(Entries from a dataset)
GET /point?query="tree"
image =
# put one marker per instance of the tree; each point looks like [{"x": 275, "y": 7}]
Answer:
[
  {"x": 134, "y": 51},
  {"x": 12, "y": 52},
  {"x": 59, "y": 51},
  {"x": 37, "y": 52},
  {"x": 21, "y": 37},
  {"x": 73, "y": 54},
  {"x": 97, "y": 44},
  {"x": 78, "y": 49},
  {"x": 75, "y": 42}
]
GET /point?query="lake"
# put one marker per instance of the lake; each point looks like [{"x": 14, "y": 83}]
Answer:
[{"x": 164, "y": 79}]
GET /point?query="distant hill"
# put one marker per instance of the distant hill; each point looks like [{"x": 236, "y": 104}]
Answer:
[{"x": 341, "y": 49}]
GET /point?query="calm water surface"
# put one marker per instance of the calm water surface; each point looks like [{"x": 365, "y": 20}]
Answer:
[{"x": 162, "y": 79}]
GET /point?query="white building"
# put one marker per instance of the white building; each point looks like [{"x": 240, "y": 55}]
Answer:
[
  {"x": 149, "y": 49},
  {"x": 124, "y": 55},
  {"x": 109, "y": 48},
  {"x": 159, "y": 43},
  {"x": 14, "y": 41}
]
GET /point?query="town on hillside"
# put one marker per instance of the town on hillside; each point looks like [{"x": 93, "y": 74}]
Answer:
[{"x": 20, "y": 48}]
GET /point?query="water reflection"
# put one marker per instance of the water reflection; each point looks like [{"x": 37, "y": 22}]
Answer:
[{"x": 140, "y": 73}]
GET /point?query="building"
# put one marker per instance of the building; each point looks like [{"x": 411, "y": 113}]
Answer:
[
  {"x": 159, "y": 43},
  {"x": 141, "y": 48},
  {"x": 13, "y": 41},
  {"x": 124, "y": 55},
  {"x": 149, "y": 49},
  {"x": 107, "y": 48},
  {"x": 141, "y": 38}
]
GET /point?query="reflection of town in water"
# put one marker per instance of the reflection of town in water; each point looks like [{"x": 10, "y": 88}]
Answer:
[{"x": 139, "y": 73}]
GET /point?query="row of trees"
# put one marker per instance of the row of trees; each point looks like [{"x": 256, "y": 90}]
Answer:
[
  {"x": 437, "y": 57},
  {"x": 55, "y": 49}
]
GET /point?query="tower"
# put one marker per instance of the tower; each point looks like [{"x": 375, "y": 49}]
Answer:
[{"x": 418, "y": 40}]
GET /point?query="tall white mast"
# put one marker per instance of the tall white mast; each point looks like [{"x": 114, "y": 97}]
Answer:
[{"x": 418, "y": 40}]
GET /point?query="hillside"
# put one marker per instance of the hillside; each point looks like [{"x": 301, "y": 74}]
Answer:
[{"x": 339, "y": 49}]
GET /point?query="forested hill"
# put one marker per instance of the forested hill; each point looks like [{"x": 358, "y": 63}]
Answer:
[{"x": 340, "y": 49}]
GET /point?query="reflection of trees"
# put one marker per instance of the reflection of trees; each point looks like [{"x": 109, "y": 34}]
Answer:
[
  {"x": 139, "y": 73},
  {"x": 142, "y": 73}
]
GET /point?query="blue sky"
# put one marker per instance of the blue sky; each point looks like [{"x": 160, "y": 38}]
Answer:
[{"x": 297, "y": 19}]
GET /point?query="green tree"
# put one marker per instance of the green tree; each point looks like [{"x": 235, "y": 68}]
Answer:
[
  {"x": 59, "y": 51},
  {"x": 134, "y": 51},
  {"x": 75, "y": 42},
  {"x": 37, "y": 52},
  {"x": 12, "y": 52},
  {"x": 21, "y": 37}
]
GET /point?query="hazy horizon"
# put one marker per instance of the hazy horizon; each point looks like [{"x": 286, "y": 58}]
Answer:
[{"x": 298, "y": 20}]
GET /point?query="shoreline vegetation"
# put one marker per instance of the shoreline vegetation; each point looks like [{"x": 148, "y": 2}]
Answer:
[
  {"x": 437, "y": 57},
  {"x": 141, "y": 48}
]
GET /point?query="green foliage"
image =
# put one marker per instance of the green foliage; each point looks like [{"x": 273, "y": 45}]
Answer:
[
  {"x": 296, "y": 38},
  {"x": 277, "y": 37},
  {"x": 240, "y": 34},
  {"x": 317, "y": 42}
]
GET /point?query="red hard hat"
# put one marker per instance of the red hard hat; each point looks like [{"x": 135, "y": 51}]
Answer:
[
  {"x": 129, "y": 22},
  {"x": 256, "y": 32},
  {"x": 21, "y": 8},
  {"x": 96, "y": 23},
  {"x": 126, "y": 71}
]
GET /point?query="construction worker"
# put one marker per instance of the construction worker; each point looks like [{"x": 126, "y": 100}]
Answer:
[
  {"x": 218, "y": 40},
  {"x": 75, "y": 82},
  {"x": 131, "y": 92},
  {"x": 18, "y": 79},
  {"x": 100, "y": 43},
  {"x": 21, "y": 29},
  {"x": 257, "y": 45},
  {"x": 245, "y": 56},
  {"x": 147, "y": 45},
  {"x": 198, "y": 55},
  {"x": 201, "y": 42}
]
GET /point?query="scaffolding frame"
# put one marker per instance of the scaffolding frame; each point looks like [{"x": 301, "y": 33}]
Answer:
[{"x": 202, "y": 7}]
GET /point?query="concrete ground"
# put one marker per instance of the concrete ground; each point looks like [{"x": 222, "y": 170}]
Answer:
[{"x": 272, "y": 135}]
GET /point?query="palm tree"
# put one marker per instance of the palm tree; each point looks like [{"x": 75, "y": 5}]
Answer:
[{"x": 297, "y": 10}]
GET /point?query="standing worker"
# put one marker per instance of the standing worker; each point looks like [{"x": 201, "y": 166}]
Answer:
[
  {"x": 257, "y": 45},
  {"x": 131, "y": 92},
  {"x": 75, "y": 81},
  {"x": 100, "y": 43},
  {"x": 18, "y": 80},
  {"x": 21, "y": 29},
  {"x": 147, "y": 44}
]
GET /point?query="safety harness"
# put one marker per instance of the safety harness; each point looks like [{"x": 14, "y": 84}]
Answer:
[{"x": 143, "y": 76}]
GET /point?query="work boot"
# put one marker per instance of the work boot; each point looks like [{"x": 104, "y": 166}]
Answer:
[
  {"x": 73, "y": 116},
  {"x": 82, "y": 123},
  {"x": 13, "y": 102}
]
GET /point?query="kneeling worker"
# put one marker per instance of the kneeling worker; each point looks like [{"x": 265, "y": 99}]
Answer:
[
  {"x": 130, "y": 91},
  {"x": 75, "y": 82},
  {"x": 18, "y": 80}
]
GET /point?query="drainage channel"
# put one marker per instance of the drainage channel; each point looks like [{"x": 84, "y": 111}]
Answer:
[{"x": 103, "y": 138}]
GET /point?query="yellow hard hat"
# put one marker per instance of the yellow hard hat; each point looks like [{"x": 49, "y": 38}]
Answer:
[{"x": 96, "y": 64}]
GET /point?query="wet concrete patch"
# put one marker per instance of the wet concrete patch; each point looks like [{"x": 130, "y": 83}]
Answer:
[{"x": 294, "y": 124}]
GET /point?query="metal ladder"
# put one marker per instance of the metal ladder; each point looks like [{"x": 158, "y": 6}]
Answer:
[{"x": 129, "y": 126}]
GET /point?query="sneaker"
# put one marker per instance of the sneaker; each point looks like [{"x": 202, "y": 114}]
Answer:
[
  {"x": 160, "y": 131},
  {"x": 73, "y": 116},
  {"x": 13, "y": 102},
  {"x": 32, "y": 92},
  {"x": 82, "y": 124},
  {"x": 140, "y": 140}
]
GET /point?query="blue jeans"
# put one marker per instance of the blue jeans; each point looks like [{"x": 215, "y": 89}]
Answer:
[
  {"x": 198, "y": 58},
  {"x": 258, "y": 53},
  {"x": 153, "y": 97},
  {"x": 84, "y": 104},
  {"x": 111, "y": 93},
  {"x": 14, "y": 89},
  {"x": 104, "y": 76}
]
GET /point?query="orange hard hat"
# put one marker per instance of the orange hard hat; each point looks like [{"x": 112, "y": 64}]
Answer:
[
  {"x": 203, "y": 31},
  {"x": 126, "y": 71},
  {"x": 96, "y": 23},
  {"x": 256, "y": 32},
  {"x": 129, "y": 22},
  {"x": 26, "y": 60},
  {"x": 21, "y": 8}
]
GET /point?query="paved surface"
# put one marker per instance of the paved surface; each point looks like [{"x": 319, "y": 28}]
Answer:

**Do this:**
Identify each line in the rows above that contains the string "scaffolding", and copy those lines. Matching is case-sensitive.

**Solution to this task:**
GET /point?query="scaffolding frame"
# put one marker per instance of the scaffolding frame; each point looks like [{"x": 301, "y": 33}]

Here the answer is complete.